** Start **

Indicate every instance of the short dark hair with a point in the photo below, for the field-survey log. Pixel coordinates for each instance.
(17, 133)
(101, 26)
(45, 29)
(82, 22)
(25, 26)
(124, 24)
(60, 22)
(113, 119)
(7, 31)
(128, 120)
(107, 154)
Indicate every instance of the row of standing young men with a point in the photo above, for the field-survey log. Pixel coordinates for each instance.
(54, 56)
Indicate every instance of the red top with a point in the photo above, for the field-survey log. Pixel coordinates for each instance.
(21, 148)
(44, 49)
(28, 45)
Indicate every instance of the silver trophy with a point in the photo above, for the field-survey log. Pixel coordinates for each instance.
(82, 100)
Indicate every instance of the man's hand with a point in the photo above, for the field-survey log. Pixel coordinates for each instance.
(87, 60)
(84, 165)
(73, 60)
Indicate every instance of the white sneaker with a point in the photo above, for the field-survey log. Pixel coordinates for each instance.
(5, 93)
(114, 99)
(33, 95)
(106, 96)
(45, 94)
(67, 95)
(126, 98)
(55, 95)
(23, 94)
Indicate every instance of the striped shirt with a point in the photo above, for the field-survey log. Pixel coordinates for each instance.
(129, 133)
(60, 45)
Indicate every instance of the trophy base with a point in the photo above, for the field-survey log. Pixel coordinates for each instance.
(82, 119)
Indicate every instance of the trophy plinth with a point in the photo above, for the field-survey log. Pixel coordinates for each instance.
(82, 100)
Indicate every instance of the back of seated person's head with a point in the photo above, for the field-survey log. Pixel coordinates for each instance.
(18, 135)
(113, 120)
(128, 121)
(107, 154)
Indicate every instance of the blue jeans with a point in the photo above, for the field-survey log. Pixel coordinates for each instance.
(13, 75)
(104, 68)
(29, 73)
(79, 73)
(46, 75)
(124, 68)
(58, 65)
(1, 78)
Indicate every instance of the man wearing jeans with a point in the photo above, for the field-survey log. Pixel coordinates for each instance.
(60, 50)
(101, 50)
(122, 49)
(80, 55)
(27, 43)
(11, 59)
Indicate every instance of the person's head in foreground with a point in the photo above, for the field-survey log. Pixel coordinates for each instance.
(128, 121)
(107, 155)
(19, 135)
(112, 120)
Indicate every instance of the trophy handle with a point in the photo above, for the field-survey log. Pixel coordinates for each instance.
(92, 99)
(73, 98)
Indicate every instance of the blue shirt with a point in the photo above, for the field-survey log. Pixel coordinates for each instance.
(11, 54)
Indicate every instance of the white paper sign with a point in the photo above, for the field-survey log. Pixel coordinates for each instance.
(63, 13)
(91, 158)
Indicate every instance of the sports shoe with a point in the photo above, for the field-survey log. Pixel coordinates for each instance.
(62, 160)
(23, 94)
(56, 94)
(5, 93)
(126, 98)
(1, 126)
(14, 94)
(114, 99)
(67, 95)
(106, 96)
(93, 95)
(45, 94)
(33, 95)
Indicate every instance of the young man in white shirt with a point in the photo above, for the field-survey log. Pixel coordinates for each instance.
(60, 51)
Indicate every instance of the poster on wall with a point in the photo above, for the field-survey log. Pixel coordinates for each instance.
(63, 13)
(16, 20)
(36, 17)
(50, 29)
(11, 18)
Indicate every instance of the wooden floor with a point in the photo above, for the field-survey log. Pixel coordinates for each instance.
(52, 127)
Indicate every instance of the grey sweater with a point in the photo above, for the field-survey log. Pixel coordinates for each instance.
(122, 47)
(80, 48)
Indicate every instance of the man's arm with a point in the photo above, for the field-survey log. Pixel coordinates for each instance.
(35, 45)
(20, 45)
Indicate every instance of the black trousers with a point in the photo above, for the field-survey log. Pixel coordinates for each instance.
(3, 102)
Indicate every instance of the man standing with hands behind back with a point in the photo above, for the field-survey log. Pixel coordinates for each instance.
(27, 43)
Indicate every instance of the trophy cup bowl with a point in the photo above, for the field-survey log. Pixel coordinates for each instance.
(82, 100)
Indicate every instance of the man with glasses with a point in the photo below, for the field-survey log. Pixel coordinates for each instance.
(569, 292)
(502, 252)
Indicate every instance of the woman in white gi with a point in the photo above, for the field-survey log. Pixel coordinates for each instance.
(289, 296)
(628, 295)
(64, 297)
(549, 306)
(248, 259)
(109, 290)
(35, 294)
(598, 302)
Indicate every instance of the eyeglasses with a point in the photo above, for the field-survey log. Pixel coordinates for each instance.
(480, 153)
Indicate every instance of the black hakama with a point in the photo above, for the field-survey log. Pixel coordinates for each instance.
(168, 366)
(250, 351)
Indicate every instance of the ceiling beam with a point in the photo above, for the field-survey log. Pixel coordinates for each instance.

** End **

#### [What you need to do]
Recast the data from the line containing "Indicate every instance of the black trousers" through the end of the data as a Markdown table with the columns Number and Data line. Give each line its own row and leave out blank lines.

#### [Answer for this exercise]
| Number | Data line |
|---|---|
| 1 | Indicate every instance of the black trousers with a point in the photo above, for the field-survey log. Pixel coordinates for each instance. |
| 2 | (3, 102) |
| 3 | Indicate every instance of the man standing with hands behind back with a point in the photo above, for the field-survey log. Pixel coordinates for each instance. |
| 4 | (27, 43) |
| 5 | Indicate every instance of the trophy cup bowl with a point in the photo above, for the field-survey log. Pixel coordinates for each instance. |
| 6 | (82, 100) |
| 7 | Indicate every instance of the man with glasses with a point in the photo below, for the field-survey log. Pixel coordinates for each instance. |
| 8 | (569, 292) |
| 9 | (502, 252) |
| 10 | Indicate every instance of the woman in white gi with a point in the photo above, for the field-survey log. Pixel coordinates for each instance. |
| 11 | (289, 296) |
| 12 | (628, 295) |
| 13 | (64, 297) |
| 14 | (549, 306) |
| 15 | (248, 259) |
| 16 | (109, 290) |
| 17 | (35, 294) |
| 18 | (598, 302) |
| 19 | Indicate every instance of the eyeglasses with a point in the photo above, for the field-survey log. Pixel coordinates for each instance. |
| 20 | (480, 153) |
| 21 | Indicate every instance of the black hakama with a point in the photo above, for the field-survey log. Pixel coordinates for each instance. |
| 22 | (168, 366) |
| 23 | (250, 351) |
| 24 | Indicate every instance of the ceiling beam with a point in the photo above, for the field-survey log. Pixel coordinates for each instance. |